Items from a dataset
---------------

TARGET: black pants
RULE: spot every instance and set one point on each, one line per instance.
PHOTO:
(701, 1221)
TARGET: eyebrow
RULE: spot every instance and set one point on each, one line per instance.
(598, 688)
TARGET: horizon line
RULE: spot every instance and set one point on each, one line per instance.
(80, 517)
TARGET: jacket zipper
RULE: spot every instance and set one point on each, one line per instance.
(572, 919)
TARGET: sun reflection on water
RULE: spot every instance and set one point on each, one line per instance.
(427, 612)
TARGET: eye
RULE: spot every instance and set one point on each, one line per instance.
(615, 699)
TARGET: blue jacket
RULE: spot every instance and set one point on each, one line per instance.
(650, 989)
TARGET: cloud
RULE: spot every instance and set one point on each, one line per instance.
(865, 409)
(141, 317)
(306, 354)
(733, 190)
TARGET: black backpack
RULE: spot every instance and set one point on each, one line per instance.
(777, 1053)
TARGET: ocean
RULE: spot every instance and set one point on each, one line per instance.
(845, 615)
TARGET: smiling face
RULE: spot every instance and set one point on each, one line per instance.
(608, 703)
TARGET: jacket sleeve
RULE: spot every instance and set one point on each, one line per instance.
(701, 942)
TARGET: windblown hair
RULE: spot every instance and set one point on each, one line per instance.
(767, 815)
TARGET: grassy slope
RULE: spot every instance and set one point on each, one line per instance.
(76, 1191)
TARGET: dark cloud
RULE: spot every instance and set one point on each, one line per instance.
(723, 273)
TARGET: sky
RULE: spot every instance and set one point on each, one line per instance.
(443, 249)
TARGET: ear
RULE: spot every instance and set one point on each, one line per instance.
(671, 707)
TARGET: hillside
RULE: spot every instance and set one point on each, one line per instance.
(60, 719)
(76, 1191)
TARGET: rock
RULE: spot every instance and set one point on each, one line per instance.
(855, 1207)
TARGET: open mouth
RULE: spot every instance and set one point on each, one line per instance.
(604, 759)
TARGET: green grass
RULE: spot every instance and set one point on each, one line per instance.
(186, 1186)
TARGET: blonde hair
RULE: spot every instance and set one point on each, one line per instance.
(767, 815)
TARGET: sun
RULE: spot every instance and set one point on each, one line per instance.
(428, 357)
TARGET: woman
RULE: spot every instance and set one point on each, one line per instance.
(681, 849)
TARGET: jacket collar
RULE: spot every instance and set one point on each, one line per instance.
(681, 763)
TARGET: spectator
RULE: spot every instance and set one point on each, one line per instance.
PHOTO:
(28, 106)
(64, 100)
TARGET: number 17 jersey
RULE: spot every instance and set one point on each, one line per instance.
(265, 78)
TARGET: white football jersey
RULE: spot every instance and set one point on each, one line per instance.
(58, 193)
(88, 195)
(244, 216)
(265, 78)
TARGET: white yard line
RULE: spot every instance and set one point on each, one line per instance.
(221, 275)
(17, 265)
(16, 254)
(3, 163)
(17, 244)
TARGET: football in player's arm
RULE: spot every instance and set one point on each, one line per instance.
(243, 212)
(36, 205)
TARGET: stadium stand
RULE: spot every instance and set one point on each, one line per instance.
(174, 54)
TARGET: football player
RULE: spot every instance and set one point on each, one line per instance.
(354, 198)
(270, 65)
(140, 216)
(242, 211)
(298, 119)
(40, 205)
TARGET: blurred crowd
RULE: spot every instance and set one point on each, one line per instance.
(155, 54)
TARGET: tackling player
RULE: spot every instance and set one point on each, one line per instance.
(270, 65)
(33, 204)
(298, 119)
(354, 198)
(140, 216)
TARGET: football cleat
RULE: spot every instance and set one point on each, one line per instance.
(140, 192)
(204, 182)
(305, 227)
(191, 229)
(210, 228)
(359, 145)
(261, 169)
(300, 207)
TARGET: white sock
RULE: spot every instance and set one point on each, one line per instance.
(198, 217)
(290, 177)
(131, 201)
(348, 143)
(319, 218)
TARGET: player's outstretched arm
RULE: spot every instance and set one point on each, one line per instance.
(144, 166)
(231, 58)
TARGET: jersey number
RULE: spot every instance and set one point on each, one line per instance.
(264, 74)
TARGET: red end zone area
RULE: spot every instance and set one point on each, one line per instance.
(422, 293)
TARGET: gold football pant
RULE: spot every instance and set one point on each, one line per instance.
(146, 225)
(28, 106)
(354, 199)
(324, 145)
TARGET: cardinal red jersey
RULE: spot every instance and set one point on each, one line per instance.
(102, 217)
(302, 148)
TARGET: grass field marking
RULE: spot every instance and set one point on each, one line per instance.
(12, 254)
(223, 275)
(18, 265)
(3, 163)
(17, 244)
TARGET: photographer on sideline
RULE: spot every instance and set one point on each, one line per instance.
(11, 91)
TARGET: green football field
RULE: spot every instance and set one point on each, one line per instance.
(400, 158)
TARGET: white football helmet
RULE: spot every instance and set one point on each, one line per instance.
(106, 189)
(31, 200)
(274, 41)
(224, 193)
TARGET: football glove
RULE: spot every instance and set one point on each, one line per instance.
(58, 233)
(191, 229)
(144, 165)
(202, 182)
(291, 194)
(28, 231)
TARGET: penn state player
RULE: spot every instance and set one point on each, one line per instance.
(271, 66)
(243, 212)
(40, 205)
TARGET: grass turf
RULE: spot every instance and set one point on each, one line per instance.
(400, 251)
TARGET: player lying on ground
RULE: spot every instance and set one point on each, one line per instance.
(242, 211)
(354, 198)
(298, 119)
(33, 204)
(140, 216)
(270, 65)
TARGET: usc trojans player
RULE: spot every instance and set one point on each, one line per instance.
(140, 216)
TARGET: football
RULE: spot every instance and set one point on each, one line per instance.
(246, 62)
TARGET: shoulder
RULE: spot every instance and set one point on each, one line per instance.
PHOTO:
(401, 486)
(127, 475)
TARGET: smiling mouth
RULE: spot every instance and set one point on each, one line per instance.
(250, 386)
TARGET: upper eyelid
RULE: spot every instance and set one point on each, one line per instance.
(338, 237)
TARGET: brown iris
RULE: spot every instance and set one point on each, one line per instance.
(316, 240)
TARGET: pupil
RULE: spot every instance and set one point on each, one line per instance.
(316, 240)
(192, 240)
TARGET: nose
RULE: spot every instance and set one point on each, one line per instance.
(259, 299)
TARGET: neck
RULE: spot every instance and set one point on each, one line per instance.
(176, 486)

---------------

▸ **THE PROBLEM**
Retyping the data above exactly and in full is the task.

▸ **TASK RESPONSE**
TARGET: black pants
RULE: spot every instance and set one point on each, one line per instance.
PHOTO:
(701, 1221)
TARGET: eyebrow
RULE: spot every instance and set one point on each, one line per instance.
(598, 688)
TARGET: horizon line
RULE: spot every instance and set one point on each, one line per instance.
(80, 517)
TARGET: jacket zipper
RULE: spot every instance and set one point on each, one line per instance.
(572, 919)
TARGET: sun reflection on water
RULE: spot every instance and set one point on each, one line per instance.
(427, 612)
TARGET: eye
RULE: spot every instance and set one point on each, one line per instance.
(615, 699)
TARGET: blue jacket
RULE: spot every instance and set one point on each, one line per instance.
(650, 989)
TARGET: cloud
RULE: spot every instance and set one point on each, one line per instance.
(865, 409)
(141, 317)
(306, 354)
(733, 190)
TARGET: black backpack
RULE: spot every instance and set one point on each, one line per instance.
(777, 1053)
TARGET: ocean
RULE: spot every instance and set one point on each, one line per instance.
(845, 615)
TARGET: smiling face
RULE: spot every instance and set one point on each, one line per instance.
(608, 703)
TARGET: jacket sleeve
RULE: spot every instance and set one point on each, one line per instance.
(701, 942)
TARGET: windblown hair
RULE: spot every instance and set one point on each, one line per instance.
(767, 815)
TARGET: grassy slope
RULE: spot every instance and set one point on each, one line per instance.
(76, 1191)
TARGET: dark cloud
RULE: spot every instance and set one point on each, one line per instance.
(723, 273)
TARGET: sky
RULE: spot every instance and set one point on each, one line per instance.
(443, 249)
TARGET: ear
RULE: spot every instance and set one point on each, one line per instance.
(671, 707)
TARGET: hillside
RULE: spot every instance and set one point on each, one line per instance.
(60, 719)
(76, 1191)
TARGET: rock
RULE: spot every instance and set one point on each, one line per instance.
(855, 1207)
TARGET: open mouth
RULE: spot every instance and set one point on each, one line per instance.
(604, 759)
TARGET: green grass
RULE: spot every instance and set one point on each, one line per instance.
(186, 1186)
TARGET: blonde hair
RULE: spot every instance and set one point on each, one line per instance.
(767, 815)
TARGET: sun
RULE: spot every instance and set one point on each, one line per instance.
(428, 357)
TARGET: woman
RULE: spot every instance and set one point on each, one line per instance.
(681, 849)
TARGET: jacket collar
RULE: spot every instance and set one point on each, one line per instance.
(681, 763)
TARGET: spectator
RULE: spot every instance and set one point on each, one line per instance.
PHOTO:
(28, 106)
(64, 100)
TARGET: number 17 jersey
RULE: spot every instance and set one point on each, one line per instance.
(265, 78)
TARGET: white football jersey
RULE: spot every instance and set one point on each, one line per instance.
(58, 193)
(88, 195)
(244, 216)
(265, 78)
TARGET: white yard line
RULE: spot every instance and set one point on each, one line per instance.
(221, 275)
(17, 265)
(16, 254)
(3, 163)
(17, 244)
TARGET: football in player's arm
RULE: spot every instance and set one point on each, one line per instance.
(243, 212)
(36, 205)
TARGET: stadium stand
RULE: spot every instance and set one point on each, one line per instance.
(174, 54)
TARGET: football player
RULE: spot every instance and set one point on each, one line per instance.
(354, 198)
(270, 65)
(140, 216)
(242, 211)
(298, 119)
(40, 205)
TARGET: blurred crowd
RULE: spot every instance and set one point on each, one line per instance.
(155, 54)
TARGET: tackling player
RULE: spot every instance and set one point on each, one line per instance.
(270, 65)
(33, 204)
(298, 119)
(354, 198)
(140, 216)
TARGET: football cleat
RULE: spot every instance and set one point on each, one line per instance.
(140, 192)
(204, 182)
(305, 227)
(191, 229)
(210, 228)
(359, 145)
(261, 169)
(300, 207)
TARGET: white sock
RULE: spot every instance and set one point on each, one line per instance.
(198, 217)
(290, 177)
(131, 201)
(348, 143)
(319, 218)
TARGET: player's outstretched arm
RULE: spot every instance and set one point on each, one line per instance.
(144, 166)
(231, 58)
TARGET: jersey number
RULE: spot every instance and set one point on each, one line per instance.
(264, 74)
TARGET: red end zone area
RULE: spot every instance and set one point on each, one line per instance.
(422, 293)
TARGET: gold football pant
RULE: spot every instance and set one point on each, one line per instance.
(146, 225)
(28, 106)
(354, 199)
(324, 145)
TARGET: cardinal red jersey
RULE: spot every instance and set one point on each, one line per instance.
(102, 217)
(302, 148)
TARGET: grass field marking
RULE: spot every instance and set one point on each, one line per instance.
(12, 254)
(223, 275)
(18, 265)
(3, 163)
(17, 244)
TARGET: photographer on sideline
RULE: spot every instance and set one point on each, one line per instance.
(11, 91)
TARGET: green football field
RULE: spot every instance and set one point on each, one line per instance.
(400, 158)
TARGET: white football helmet
RULE: spot every instance and set one point on each, one line per instance.
(106, 189)
(31, 200)
(274, 41)
(224, 193)
TARGET: football glove
RULE: spot every instance and set one point on each, one line per instance.
(58, 233)
(191, 229)
(144, 165)
(202, 182)
(291, 194)
(28, 231)
TARGET: penn state player
RULE: spot every instance and set one point on each, one line per instance.
(271, 66)
(243, 212)
(40, 205)
TARGET: grass turf
RULE: spot every instance and set one point on each, one line per instance.
(400, 251)
TARGET: player lying on ground
RULE: spot every instance and set one point on each, one line per instance.
(242, 211)
(354, 198)
(298, 119)
(33, 204)
(140, 216)
(270, 65)
TARGET: usc trojans player
RULE: spot every instance and set one point on each, one line per instance.
(140, 216)
TARGET: football
RULE: spot every instance and set one point on each, one line per instance.
(246, 62)
TARGET: shoulder
RULE: spot every instance and set one point on each, one line per instance.
PHOTO:
(401, 486)
(127, 475)
TARGET: smiling mouth
RULE: spot every instance and set one point on each, one line per instance.
(250, 386)
TARGET: upper eyelid
RULE: spot every instance and set one point on each, one line per instance.
(338, 237)
TARGET: brown iris
RULE: spot every instance and set one point on each, one line per instance.
(316, 240)
TARGET: pupil
RULE: spot every instance and set one point on each, one line per instance.
(316, 240)
(192, 240)
TARGET: nose
RULE: spot every instance and set one point on each, one line per instance.
(259, 299)
TARGET: neck
RULE: spot every instance and set one point on each, one line per instance.
(176, 486)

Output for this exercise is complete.